** BEGIN ARTICLE **

Exposure draft of amendments to IFRS 17

International Accounting Standards Board, June 2019

With the Board having published its exposure draft of the amendments to IFRS 17, you can find our latest insight and analysis at home.kpmg/ifrs17amendments.

 

Noteworthy observations by TRG members

April 2019 TRG meeting

In some interesting discussions on IFRS 17’s requirements, TRG members made several noteworthy observations on measuring insurance cash flows.

 

Recognising changes in inflation assumptions

Assumptions about inflation that are based on an index of prices are treated as relating to financial risk even if the link to the index is not contractual. These changes are recognised as insurance finance income or expense in profit or loss (and other comprehensive income). In contrast, changes in inflation assumptions based on an insurer’s expectation of specific price changes do not relate to financial risk.

 

Considering reinsurance when determining the risk adjustment for non-financial risk

TRG members discussed whether reinsurance should be considered in the risk adjustment for non-financial risk of underlying contracts when an insurer also holds reinsurance. It was clarified that if an insurer considers the availability of reinsurance, including its cost, when determining the compensation it requires for bearing the non-financial risk of underlying contracts, then this would be reflected in the risk adjustment for the underlying contracts. The risk adjustment for reinsurance contracts held is always determined as the risk that is being transferred to the reinsurer.

** END ARTICLE **
** BEGIN DATA EXCERPTS **

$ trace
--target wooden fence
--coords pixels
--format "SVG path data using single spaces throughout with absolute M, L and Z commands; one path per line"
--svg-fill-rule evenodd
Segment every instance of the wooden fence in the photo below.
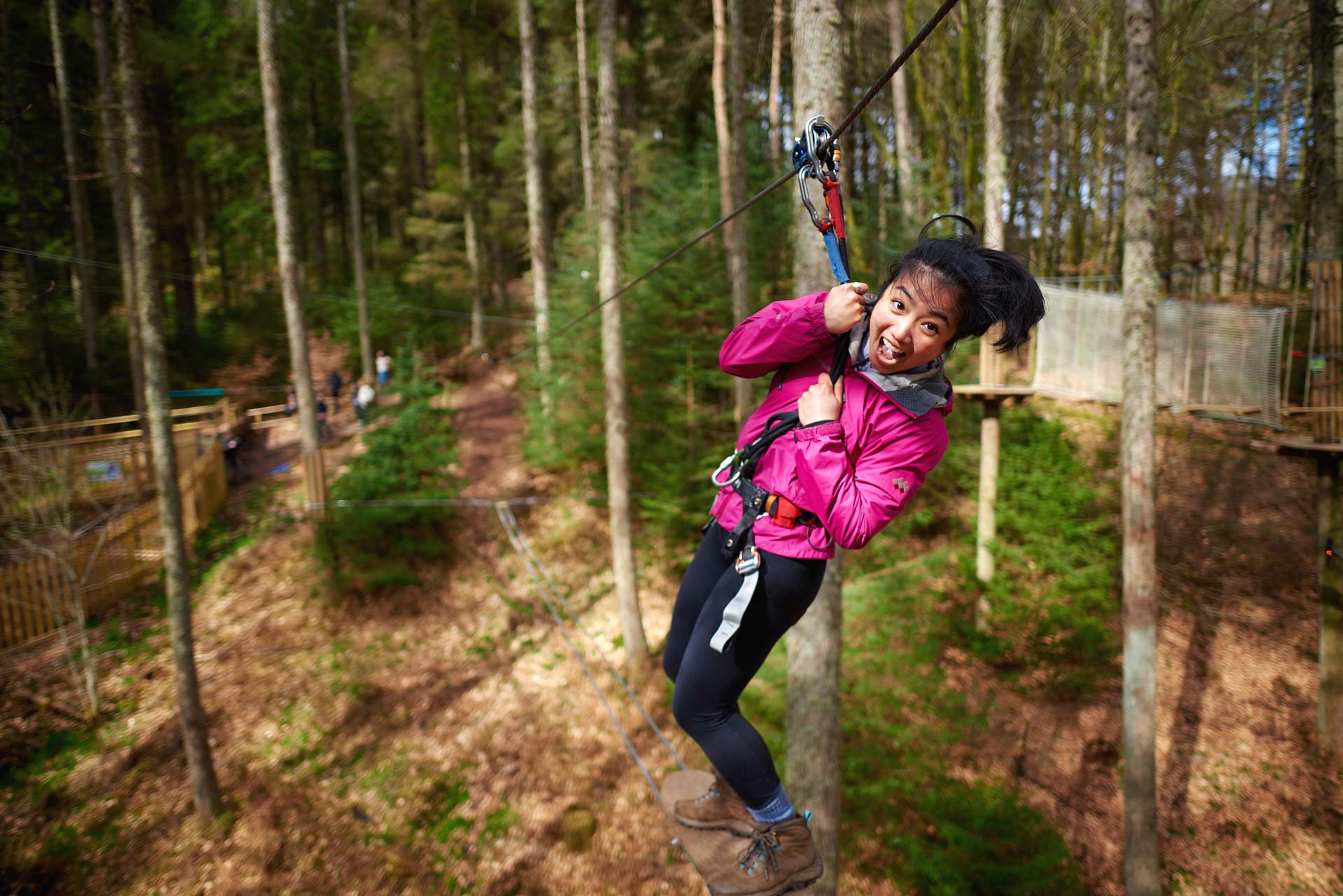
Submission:
M 228 493 L 219 439 L 210 439 L 204 451 L 189 461 L 177 485 L 189 547 Z M 74 602 L 81 596 L 77 580 L 86 572 L 82 599 L 87 614 L 114 604 L 140 587 L 146 574 L 163 566 L 158 502 L 137 506 L 67 549 L 70 563 L 34 556 L 0 566 L 0 646 L 21 643 L 73 622 Z

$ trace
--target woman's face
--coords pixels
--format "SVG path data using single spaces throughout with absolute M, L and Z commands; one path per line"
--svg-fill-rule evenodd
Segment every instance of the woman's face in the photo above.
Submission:
M 872 306 L 868 353 L 878 373 L 927 364 L 956 334 L 955 294 L 928 274 L 901 274 Z

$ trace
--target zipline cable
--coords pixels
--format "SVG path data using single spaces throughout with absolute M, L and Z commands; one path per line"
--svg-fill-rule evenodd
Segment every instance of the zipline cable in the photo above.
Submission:
M 624 742 L 624 748 L 630 752 L 630 758 L 634 759 L 634 764 L 638 766 L 639 772 L 643 774 L 643 780 L 649 782 L 649 790 L 653 791 L 654 798 L 657 798 L 658 805 L 662 806 L 665 811 L 666 803 L 662 802 L 662 791 L 659 791 L 657 785 L 653 783 L 653 775 L 649 774 L 647 767 L 645 767 L 643 760 L 639 758 L 639 751 L 634 748 L 634 743 L 630 740 L 630 735 L 624 732 L 624 725 L 620 724 L 620 720 L 616 719 L 615 716 L 615 711 L 611 709 L 611 704 L 607 701 L 606 693 L 603 693 L 602 690 L 602 685 L 596 682 L 596 677 L 594 677 L 592 670 L 588 668 L 587 661 L 583 660 L 583 654 L 573 643 L 573 638 L 569 637 L 568 626 L 564 625 L 564 619 L 560 618 L 560 614 L 555 611 L 555 604 L 551 603 L 551 599 L 545 596 L 545 590 L 541 587 L 541 582 L 536 574 L 536 570 L 532 567 L 532 562 L 518 547 L 517 536 L 513 532 L 513 527 L 509 524 L 505 508 L 504 506 L 496 508 L 496 512 L 498 513 L 500 524 L 504 527 L 504 532 L 508 535 L 509 543 L 513 545 L 513 549 L 517 551 L 518 556 L 522 557 L 522 563 L 526 567 L 528 575 L 532 576 L 532 583 L 536 586 L 537 594 L 541 595 L 541 602 L 545 603 L 545 609 L 551 611 L 551 617 L 555 619 L 555 625 L 560 627 L 560 634 L 564 635 L 564 642 L 569 646 L 569 652 L 573 654 L 573 658 L 579 661 L 579 665 L 583 668 L 583 674 L 587 676 L 588 684 L 591 684 L 592 689 L 596 692 L 598 700 L 600 700 L 602 705 L 606 707 L 606 715 L 611 717 L 611 723 L 615 725 L 615 729 L 620 733 L 620 740 Z
M 845 130 L 849 129 L 849 126 L 853 124 L 854 118 L 857 118 L 862 113 L 862 110 L 868 107 L 868 103 L 870 103 L 872 99 L 881 91 L 881 89 L 886 86 L 886 82 L 889 82 L 892 78 L 894 78 L 896 73 L 900 71 L 900 67 L 905 64 L 905 62 L 909 59 L 909 56 L 913 55 L 915 50 L 917 50 L 919 46 L 928 38 L 928 35 L 932 34 L 933 28 L 936 28 L 939 24 L 941 24 L 941 20 L 947 17 L 947 15 L 956 7 L 958 3 L 959 3 L 959 0 L 943 0 L 943 4 L 941 4 L 941 7 L 937 8 L 937 12 L 935 12 L 933 16 L 924 24 L 924 27 L 919 30 L 919 34 L 916 34 L 913 36 L 913 39 L 909 42 L 909 44 L 900 52 L 900 55 L 896 56 L 894 62 L 890 63 L 890 67 L 886 69 L 886 71 L 876 81 L 876 83 L 873 83 L 870 87 L 868 87 L 868 91 L 862 94 L 862 98 L 858 99 L 858 103 L 853 109 L 849 110 L 849 114 L 846 114 L 843 117 L 843 121 L 841 121 L 839 125 L 835 128 L 834 134 L 829 140 L 826 140 L 823 144 L 819 145 L 818 153 L 827 150 L 831 145 L 834 145 L 834 142 L 837 140 L 839 140 L 839 134 L 842 134 Z M 696 243 L 700 243 L 701 240 L 704 240 L 705 236 L 709 236 L 710 234 L 721 230 L 723 226 L 727 224 L 729 220 L 732 220 L 737 215 L 743 214 L 744 211 L 747 211 L 748 208 L 751 208 L 752 206 L 755 206 L 757 201 L 760 201 L 761 199 L 764 199 L 766 196 L 768 196 L 770 193 L 772 193 L 779 187 L 783 187 L 786 183 L 791 181 L 795 176 L 796 176 L 796 171 L 795 169 L 788 169 L 787 172 L 779 175 L 764 189 L 761 189 L 755 196 L 752 196 L 751 199 L 745 200 L 744 203 L 741 203 L 740 206 L 737 206 L 736 208 L 733 208 L 731 212 L 728 212 L 727 215 L 724 215 L 719 220 L 716 220 L 712 224 L 709 224 L 705 230 L 700 231 L 698 235 L 693 236 L 692 239 L 686 240 L 685 243 L 681 243 L 681 246 L 678 246 L 677 249 L 674 249 L 662 261 L 659 261 L 655 265 L 653 265 L 653 267 L 649 267 L 642 274 L 639 274 L 638 277 L 635 277 L 634 279 L 631 279 L 630 282 L 627 282 L 624 286 L 620 286 L 614 293 L 611 293 L 606 298 L 600 300 L 599 302 L 596 302 L 595 305 L 592 305 L 591 308 L 588 308 L 586 312 L 583 312 L 582 314 L 579 314 L 573 320 L 568 321 L 567 324 L 564 324 L 563 326 L 560 326 L 559 329 L 556 329 L 555 332 L 552 332 L 549 334 L 549 339 L 555 339 L 555 337 L 560 336 L 561 333 L 568 332 L 569 329 L 572 329 L 580 321 L 587 320 L 587 317 L 590 317 L 592 314 L 592 312 L 598 310 L 599 308 L 602 308 L 607 302 L 615 301 L 616 298 L 619 298 L 624 293 L 630 292 L 630 289 L 633 289 L 637 283 L 645 281 L 646 278 L 651 277 L 657 271 L 662 270 L 662 267 L 665 267 L 667 263 L 670 263 L 672 261 L 674 261 L 674 259 L 680 258 L 682 254 L 685 254 L 685 251 L 688 249 L 690 249 Z M 533 347 L 522 349 L 521 352 L 514 352 L 513 355 L 509 355 L 504 360 L 505 361 L 513 361 L 513 360 L 516 360 L 518 357 L 522 357 L 524 355 L 529 355 L 530 352 L 535 352 L 535 351 L 536 351 L 536 347 L 533 345 Z
M 676 751 L 676 747 L 667 743 L 666 736 L 662 733 L 662 728 L 658 727 L 658 723 L 653 721 L 653 716 L 650 716 L 649 711 L 643 708 L 643 703 L 630 689 L 629 682 L 626 682 L 624 677 L 619 673 L 619 670 L 616 670 L 616 668 L 611 664 L 611 661 L 607 660 L 606 653 L 602 650 L 602 646 L 598 643 L 596 638 L 592 637 L 592 634 L 583 626 L 583 623 L 579 621 L 580 619 L 579 614 L 575 613 L 572 606 L 569 606 L 568 598 L 564 596 L 564 591 L 560 590 L 560 586 L 555 583 L 553 578 L 551 578 L 551 571 L 545 568 L 545 564 L 541 563 L 541 559 L 536 556 L 535 551 L 532 551 L 532 543 L 528 540 L 526 533 L 522 532 L 522 524 L 517 521 L 517 514 L 513 513 L 513 508 L 505 505 L 502 512 L 508 513 L 509 521 L 512 523 L 513 529 L 517 532 L 517 540 L 522 544 L 522 549 L 526 551 L 526 556 L 530 557 L 532 563 L 536 564 L 537 571 L 540 571 L 541 576 L 545 579 L 547 584 L 551 588 L 551 594 L 553 594 L 559 599 L 559 602 L 564 604 L 565 613 L 568 613 L 569 617 L 573 618 L 573 625 L 576 625 L 579 627 L 579 631 L 582 631 L 587 637 L 587 639 L 592 643 L 592 649 L 596 650 L 599 657 L 602 657 L 602 662 L 606 664 L 607 670 L 612 676 L 615 676 L 615 680 L 620 682 L 622 688 L 624 688 L 624 693 L 630 697 L 630 700 L 634 701 L 634 705 L 639 708 L 639 713 L 643 716 L 643 720 L 649 723 L 649 727 L 653 728 L 653 732 L 658 736 L 658 740 L 662 742 L 662 746 L 666 747 L 667 752 L 672 754 L 672 758 L 676 759 L 676 764 L 681 766 L 681 771 L 685 771 L 686 766 L 685 762 L 681 759 L 681 754 Z

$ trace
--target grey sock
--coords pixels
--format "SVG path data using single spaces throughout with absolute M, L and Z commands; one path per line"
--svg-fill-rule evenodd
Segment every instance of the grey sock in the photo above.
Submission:
M 775 791 L 774 797 L 760 809 L 752 809 L 747 806 L 747 811 L 751 817 L 764 825 L 772 825 L 780 821 L 788 821 L 798 814 L 798 810 L 792 807 L 788 802 L 788 794 L 783 793 L 783 785 L 779 785 L 779 790 Z

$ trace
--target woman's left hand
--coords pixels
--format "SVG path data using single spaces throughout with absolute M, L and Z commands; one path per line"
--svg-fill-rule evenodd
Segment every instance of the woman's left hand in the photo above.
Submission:
M 841 407 L 843 407 L 843 377 L 831 383 L 830 375 L 822 373 L 798 399 L 798 419 L 802 426 L 838 420 Z

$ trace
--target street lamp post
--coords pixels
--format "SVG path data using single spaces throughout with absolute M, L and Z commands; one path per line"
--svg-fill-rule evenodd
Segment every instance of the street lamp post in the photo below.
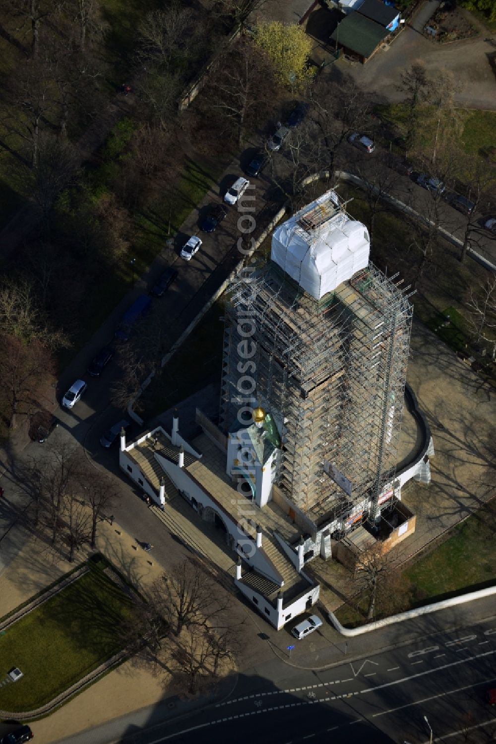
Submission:
M 131 289 L 135 289 L 135 258 L 131 259 Z

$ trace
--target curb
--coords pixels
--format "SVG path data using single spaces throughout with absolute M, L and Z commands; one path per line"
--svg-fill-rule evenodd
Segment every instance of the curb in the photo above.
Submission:
M 494 620 L 496 618 L 496 615 L 488 615 L 483 618 L 478 618 L 477 620 L 477 623 L 484 623 L 489 620 Z M 454 630 L 457 630 L 459 629 L 466 627 L 466 624 L 459 625 L 454 624 L 451 626 L 447 626 L 445 628 L 438 630 L 434 630 L 430 633 L 423 633 L 421 635 L 416 635 L 413 638 L 408 638 L 407 641 L 401 641 L 399 643 L 390 644 L 387 646 L 381 646 L 379 648 L 374 648 L 373 651 L 373 655 L 375 656 L 379 653 L 384 653 L 385 651 L 392 651 L 394 649 L 402 648 L 405 646 L 409 646 L 412 643 L 416 643 L 419 641 L 423 641 L 425 638 L 429 638 L 432 635 L 435 635 L 437 633 L 440 632 L 451 632 Z M 340 667 L 344 663 L 349 663 L 353 661 L 359 661 L 363 658 L 368 658 L 370 655 L 370 652 L 364 652 L 359 655 L 352 656 L 347 653 L 343 654 L 343 658 L 338 661 L 329 661 L 329 664 L 324 664 L 322 667 L 303 667 L 297 664 L 292 664 L 289 659 L 285 658 L 284 656 L 280 656 L 277 651 L 273 648 L 271 641 L 268 641 L 268 644 L 272 649 L 274 654 L 277 657 L 280 661 L 283 661 L 288 667 L 292 667 L 294 669 L 302 669 L 306 672 L 323 672 L 327 669 L 332 669 L 334 667 Z

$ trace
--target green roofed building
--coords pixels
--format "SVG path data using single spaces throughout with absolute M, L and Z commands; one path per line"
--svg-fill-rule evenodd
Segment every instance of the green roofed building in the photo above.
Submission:
M 362 62 L 372 57 L 389 32 L 358 13 L 350 13 L 331 34 L 339 48 L 360 57 Z

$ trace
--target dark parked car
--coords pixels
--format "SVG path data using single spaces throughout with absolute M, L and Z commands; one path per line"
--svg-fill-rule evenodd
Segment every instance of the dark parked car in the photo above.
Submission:
M 29 726 L 21 726 L 11 734 L 6 734 L 1 737 L 0 744 L 22 744 L 22 742 L 30 741 L 34 734 Z
M 263 153 L 259 153 L 252 160 L 250 161 L 246 167 L 245 173 L 247 176 L 252 176 L 254 179 L 256 179 L 257 176 L 262 173 L 268 162 L 268 156 Z
M 459 212 L 466 214 L 467 217 L 470 217 L 475 208 L 475 205 L 473 202 L 471 202 L 466 196 L 462 196 L 460 193 L 451 193 L 446 198 L 446 201 L 452 207 L 454 207 L 455 209 L 457 209 Z
M 117 423 L 115 423 L 113 426 L 111 426 L 110 429 L 105 432 L 100 440 L 100 443 L 103 447 L 105 447 L 106 449 L 108 449 L 109 447 L 112 447 L 112 444 L 120 434 L 120 429 L 123 426 L 124 427 L 124 430 L 127 431 L 130 426 L 131 424 L 129 421 L 126 421 L 126 419 L 123 419 L 121 421 L 117 421 Z
M 308 103 L 304 103 L 303 101 L 297 103 L 288 117 L 286 126 L 289 126 L 291 129 L 294 129 L 295 126 L 299 126 L 306 116 L 308 110 Z
M 30 422 L 29 437 L 33 442 L 46 442 L 51 433 L 58 426 L 55 417 L 48 411 L 37 411 Z
M 101 349 L 88 368 L 91 377 L 99 377 L 109 362 L 114 358 L 114 350 L 110 346 Z
M 129 341 L 132 327 L 140 318 L 149 312 L 152 301 L 147 295 L 140 295 L 124 313 L 115 331 L 115 337 L 120 341 Z
M 161 275 L 156 284 L 153 285 L 150 290 L 150 294 L 155 295 L 155 297 L 161 297 L 166 290 L 169 289 L 177 275 L 178 272 L 175 269 L 173 269 L 172 266 L 169 266 L 169 268 L 166 269 Z
M 200 225 L 200 230 L 203 232 L 213 232 L 219 222 L 222 222 L 228 210 L 222 204 L 216 204 L 210 208 L 210 211 Z
M 373 140 L 371 140 L 369 137 L 366 137 L 365 135 L 360 134 L 359 132 L 353 132 L 352 134 L 350 135 L 348 142 L 352 144 L 354 147 L 363 150 L 364 153 L 371 153 L 376 149 Z
M 425 173 L 419 173 L 416 182 L 419 186 L 422 186 L 431 193 L 442 194 L 445 190 L 445 185 L 442 181 L 439 181 L 439 179 L 435 179 L 432 176 L 426 176 Z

** END DATA EXCERPTS **

TASKS AND EXERCISES
[1] In the IFRS 17 article, how is the risk adjustment for reinsurance contracts held always determined?
[2] Please write the next part of the IFRS 17 article, starting after its last sentence.

PER-TASK ANSWERS
[1] It is always determined as the risk being transferred to the reinsurer.

[2]
 

Recognising changes in fulfilment cash flows that result from changes in underlying items

Some TRG members raised concerns about this topic – the Board will discuss this matter further at its April 2019 meeting.

The Board’s staff stated that changes to fulfilment cash flows that result from changes in underlying items should not adjust the CSM under the general measurement model. For the purposes of IFRS 17, they believe that these changes are considered changes in assumptions that relate to financial risk. The staff plans to recommend that the Board clarify this. 

Although they agreed with this clarification for measurement purposes, some TRG members expressed concern about its impact on the separate presentation of insurance service and investment results, in particular where the changes in underlying items relate to non-financial assumptions – e.g. mortality expectations when insurance contracts are part of underlying items.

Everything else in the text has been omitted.